Selected text >>
** START **

Tech isn’t just helping trainees spend more time in their pyjamas: sources were also excited to talk about the Ashurst Digital Ventures and Ashurst Advance schemes in Glasgow, which collectively provide legal support and focus on providing technology-led solutions to the firm’s clients. “The firm wants to be at the forefront of AI,” one newbie emphasised, pointing to the use of new software to assist with doc review and auto contract generation. “They’re also overhauling how feedback works so it’s more of a two-way process with partners.”
That all sounds ‘progressive’ indeed, and trainees felt the firm was pulling its weight in other ways too. Ashurst aims to have 33% female partners by 2022 and “Ruth Harris, the London office managing partner, has been very forward setting out the agenda.” One source talked about their involvement in the Women’s Mentoring Network: “We’re split into subgroups and each one has a female partner representative. Our last discussion was about appraisals and making sure we’re putting ourselves on a par with men and not selling ourselves short.” The firm’s last two rounds of partner promotions rounds were majority women but some still felt the pace was “too slow,” adding that “I think we could take a lesson from our Australian offices, which have much better statistics.”
Still, the efforts won the praise of many of our interviewees who thought the efforts “were important in securing people’s longevity with the firm.” Other recent steps to keep trainees happy have included an international food fair and “a big summer party on the roof terraces. That was a good way to mark the office move!” Each department runs its own Christmas party and other social happenings; we heard that “in bigger departments you’re one of eight or nine trainees and you all have lunch together. People regularly put on drinks and it’s a pretty social firm overall.”

** END **

Entries >>
** START **

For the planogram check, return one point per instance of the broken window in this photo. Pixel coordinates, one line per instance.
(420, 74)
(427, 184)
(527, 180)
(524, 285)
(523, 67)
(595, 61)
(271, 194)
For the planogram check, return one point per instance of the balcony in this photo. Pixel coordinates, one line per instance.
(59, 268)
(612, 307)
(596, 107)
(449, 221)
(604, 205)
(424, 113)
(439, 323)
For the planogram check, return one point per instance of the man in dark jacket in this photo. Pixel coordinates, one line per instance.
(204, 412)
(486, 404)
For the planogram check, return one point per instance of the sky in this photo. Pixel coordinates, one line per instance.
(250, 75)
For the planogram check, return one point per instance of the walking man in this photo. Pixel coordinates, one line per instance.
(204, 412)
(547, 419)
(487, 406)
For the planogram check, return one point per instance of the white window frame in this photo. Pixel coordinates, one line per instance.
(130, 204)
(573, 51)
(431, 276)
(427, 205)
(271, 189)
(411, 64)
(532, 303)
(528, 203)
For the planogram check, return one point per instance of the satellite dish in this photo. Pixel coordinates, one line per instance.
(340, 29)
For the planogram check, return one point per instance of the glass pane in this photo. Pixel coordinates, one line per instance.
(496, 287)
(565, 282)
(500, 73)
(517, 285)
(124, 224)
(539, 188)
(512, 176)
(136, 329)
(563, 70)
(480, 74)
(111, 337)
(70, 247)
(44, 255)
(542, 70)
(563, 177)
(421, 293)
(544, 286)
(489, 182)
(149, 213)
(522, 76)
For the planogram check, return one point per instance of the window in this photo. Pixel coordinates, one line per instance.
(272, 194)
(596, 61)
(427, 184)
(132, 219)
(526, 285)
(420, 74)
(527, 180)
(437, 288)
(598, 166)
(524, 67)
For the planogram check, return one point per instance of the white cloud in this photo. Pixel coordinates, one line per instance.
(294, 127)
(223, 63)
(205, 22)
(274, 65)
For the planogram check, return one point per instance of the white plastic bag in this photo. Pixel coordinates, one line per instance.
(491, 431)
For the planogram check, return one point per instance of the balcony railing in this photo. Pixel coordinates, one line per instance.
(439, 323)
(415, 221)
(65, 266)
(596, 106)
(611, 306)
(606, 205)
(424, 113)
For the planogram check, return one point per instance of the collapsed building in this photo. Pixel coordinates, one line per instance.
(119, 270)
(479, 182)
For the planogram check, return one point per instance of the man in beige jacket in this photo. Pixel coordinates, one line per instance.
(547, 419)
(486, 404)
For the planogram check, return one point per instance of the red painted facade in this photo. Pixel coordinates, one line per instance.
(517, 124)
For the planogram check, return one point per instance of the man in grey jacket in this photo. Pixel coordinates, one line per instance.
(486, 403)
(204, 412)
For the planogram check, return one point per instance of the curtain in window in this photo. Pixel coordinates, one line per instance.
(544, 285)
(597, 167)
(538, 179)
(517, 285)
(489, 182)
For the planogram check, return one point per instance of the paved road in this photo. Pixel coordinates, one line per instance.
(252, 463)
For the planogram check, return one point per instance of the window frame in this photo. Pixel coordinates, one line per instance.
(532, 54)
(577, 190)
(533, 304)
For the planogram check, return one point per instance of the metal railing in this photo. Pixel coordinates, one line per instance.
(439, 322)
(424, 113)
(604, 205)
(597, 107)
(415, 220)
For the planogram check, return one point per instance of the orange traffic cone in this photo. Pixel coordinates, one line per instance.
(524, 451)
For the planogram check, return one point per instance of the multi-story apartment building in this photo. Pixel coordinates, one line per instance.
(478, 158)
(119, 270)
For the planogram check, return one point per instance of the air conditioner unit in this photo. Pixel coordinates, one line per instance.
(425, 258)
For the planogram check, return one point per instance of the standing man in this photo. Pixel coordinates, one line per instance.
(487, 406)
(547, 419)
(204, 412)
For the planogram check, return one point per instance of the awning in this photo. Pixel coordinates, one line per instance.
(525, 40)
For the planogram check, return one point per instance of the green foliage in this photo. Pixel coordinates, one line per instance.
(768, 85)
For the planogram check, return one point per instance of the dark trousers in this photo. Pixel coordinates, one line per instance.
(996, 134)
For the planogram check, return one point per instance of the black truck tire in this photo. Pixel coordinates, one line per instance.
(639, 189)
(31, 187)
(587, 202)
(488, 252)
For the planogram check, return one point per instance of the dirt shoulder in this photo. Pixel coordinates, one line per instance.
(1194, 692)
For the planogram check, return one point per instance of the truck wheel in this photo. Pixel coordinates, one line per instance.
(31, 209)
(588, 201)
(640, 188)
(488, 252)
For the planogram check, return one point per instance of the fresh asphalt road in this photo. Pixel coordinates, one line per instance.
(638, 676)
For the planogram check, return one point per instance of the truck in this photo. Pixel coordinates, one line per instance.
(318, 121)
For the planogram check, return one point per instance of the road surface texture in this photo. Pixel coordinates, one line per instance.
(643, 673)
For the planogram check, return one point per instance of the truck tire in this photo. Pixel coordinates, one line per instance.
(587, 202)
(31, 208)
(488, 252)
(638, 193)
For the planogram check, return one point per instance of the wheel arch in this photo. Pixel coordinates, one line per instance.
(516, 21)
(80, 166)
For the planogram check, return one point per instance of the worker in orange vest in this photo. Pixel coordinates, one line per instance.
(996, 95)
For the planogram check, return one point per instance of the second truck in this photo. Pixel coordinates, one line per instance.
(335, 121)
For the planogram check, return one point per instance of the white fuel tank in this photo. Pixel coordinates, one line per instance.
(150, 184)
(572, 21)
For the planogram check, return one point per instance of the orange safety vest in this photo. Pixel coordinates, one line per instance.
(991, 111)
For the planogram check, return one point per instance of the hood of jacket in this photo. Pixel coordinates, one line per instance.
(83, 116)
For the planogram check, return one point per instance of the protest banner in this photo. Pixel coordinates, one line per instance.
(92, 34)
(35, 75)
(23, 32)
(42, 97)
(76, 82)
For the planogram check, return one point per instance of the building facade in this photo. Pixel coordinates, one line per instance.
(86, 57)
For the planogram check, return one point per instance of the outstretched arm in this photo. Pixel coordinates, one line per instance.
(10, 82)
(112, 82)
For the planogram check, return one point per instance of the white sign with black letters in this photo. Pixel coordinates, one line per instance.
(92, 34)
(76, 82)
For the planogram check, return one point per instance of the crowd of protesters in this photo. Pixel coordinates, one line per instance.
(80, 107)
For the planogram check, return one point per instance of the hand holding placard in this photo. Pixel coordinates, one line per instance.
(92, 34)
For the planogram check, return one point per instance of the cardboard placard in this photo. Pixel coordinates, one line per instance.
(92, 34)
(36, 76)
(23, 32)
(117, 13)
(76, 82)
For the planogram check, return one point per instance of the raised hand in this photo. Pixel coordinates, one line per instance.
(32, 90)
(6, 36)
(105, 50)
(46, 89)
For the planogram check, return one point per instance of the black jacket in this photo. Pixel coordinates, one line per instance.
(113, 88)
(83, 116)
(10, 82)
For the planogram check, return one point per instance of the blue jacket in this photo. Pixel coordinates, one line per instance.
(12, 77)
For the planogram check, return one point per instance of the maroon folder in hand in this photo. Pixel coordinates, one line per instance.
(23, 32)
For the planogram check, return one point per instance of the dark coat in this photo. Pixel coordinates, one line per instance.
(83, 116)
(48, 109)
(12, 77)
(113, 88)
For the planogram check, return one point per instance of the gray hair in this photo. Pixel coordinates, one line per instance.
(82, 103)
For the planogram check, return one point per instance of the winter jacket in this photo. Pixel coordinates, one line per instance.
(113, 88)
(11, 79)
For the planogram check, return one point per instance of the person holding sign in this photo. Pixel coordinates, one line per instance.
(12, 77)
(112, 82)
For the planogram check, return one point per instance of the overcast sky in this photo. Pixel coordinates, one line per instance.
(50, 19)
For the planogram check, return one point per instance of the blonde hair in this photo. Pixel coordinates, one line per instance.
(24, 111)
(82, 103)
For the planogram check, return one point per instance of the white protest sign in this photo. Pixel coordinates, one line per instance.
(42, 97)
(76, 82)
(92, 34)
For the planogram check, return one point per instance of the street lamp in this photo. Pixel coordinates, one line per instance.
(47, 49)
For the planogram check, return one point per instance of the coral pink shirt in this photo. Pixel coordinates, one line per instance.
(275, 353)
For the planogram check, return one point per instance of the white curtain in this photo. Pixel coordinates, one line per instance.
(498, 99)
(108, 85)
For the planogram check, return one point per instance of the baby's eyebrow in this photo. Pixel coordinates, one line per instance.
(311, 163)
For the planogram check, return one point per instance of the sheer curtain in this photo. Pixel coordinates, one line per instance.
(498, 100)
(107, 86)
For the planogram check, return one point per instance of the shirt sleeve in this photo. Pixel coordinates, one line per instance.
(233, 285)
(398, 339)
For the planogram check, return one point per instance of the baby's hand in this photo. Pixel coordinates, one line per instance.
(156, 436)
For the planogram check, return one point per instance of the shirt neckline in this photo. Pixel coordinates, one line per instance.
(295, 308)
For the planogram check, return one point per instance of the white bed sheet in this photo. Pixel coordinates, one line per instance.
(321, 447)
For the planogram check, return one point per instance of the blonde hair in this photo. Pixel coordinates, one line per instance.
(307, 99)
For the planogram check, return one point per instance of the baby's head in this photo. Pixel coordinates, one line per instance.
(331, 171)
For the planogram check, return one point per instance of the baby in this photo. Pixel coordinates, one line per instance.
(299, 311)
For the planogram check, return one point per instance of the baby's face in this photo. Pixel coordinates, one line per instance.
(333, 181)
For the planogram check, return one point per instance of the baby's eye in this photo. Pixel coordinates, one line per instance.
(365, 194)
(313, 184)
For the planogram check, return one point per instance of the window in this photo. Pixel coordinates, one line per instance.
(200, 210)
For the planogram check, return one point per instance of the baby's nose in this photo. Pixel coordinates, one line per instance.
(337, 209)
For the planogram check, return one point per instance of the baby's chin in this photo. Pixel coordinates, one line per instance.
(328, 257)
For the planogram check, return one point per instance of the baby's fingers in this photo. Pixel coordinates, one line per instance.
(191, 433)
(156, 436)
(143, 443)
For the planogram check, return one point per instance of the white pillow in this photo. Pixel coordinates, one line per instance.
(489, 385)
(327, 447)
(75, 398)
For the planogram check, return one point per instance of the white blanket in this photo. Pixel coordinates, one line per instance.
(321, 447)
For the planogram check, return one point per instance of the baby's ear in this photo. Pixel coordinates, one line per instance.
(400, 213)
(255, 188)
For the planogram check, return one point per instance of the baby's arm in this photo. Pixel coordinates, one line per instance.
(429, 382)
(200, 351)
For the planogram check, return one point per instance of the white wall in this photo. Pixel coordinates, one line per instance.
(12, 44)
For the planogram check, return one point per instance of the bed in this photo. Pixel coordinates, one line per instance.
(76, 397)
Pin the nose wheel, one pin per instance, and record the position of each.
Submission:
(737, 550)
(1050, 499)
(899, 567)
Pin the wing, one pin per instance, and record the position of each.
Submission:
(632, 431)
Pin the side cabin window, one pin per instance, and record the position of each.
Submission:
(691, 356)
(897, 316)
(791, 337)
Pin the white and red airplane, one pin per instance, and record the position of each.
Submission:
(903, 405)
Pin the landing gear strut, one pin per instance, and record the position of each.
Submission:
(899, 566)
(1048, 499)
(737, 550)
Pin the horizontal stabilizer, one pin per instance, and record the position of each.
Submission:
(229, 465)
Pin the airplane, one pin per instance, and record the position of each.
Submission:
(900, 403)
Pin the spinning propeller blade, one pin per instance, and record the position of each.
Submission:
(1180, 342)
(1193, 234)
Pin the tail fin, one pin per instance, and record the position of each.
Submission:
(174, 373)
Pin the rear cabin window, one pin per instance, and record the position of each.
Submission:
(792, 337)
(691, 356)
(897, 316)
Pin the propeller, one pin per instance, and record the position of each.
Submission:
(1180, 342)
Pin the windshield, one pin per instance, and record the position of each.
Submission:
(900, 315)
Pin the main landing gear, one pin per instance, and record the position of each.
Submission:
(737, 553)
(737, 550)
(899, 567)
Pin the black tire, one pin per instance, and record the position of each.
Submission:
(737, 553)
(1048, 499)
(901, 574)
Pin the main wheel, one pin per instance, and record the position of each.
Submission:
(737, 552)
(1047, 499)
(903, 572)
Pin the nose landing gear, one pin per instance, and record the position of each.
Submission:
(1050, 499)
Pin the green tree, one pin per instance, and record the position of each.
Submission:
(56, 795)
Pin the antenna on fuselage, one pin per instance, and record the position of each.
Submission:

** END **

Required task 1 >> According to the Ashurst passage, by what year does the firm aim to have 33% female partners?
Required task 2 >> Report every line of the entries that contains the string "facade", treating uppercase and lowercase letters as different.

Exercise answer 1 >> 2022

Exercise answer 2 >>
For the planogram check, return one point per instance of the red painted facade in this photo. Pixel coordinates, one line per instance.
For the planogram check, return one point per instance of the building facade in this photo. Pixel coordinates, one line per instance.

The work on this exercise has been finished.